What the exercise asks:
Rewrite every line of the records below in the stretch from the line containing "Question. The photograph above contains instances of the power" through the end of the records. Increase each coordinate in the answers by 139, and keep all other lines unchanged.

Pointing dataset records:

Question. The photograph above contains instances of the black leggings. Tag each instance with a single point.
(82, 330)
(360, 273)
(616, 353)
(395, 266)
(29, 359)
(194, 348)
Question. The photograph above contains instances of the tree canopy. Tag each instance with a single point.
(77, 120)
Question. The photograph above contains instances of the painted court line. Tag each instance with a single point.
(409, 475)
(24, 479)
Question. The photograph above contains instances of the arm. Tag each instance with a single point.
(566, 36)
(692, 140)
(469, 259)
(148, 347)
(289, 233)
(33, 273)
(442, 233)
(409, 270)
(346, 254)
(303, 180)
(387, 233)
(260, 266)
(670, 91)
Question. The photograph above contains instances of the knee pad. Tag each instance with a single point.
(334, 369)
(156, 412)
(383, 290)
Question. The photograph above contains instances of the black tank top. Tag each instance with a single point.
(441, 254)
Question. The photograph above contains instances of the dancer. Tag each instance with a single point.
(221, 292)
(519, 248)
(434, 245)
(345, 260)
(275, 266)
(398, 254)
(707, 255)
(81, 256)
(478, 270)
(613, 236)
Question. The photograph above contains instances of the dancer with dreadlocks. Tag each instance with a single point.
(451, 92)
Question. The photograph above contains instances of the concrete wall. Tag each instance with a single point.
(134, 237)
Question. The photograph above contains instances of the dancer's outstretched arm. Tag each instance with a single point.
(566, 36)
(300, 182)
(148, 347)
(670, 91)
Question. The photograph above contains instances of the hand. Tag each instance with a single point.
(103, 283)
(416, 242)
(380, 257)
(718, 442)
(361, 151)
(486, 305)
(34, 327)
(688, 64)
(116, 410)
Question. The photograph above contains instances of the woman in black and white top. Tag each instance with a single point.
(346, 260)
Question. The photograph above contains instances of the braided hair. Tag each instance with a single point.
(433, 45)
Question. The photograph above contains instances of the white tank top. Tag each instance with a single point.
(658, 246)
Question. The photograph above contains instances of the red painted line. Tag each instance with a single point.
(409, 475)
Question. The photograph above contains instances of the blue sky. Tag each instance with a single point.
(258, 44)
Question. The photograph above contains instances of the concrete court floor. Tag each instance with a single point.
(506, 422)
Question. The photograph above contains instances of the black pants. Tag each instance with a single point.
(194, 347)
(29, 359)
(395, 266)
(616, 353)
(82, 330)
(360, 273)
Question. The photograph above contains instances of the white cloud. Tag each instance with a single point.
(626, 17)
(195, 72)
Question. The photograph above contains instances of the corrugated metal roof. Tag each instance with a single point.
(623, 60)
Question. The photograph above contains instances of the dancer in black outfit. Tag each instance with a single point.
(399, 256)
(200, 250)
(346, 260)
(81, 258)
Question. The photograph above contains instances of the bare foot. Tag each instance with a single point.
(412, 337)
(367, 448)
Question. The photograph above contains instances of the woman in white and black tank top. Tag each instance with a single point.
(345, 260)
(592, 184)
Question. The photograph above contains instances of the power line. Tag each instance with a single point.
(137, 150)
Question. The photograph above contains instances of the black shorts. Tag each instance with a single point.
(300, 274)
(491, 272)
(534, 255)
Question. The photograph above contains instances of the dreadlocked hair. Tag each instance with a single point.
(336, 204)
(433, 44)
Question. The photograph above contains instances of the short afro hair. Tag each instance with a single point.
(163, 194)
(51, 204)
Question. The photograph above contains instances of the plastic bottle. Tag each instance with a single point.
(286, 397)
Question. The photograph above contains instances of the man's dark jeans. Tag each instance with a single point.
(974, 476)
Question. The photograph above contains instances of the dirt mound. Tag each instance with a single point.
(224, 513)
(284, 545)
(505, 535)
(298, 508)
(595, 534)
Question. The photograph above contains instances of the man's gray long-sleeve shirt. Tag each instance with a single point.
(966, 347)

Output for this exercise:
Question. The photograph above contains instances of the power line. Tag each instance with a single point.
(276, 289)
Question. The photograph above contains instances of the black shorts. Tag each instance with a single point.
(439, 413)
(630, 411)
(673, 394)
Question. The photograph above contains instances of the dreadlocked hair. Tag each instance with a single point.
(475, 343)
(572, 183)
Question. The photograph above contains instances of the short afro hair. Tag each instance with a single point.
(302, 333)
(190, 343)
Question. The photograph above contains instances of the plastic bottle. Tag each instance with a single point.
(425, 536)
Question. The photograph above contains instances of the man's dark jeans. Tag each instance with a single point.
(1113, 615)
Question. The photograph above contains instances of the dirt mound. Tag each instance with a single point.
(363, 652)
(423, 684)
(644, 674)
(437, 647)
(734, 673)
Question. The photograph above contains instances of the man's gray long-sleeve shirt. Tag each instance with a single point.
(1105, 486)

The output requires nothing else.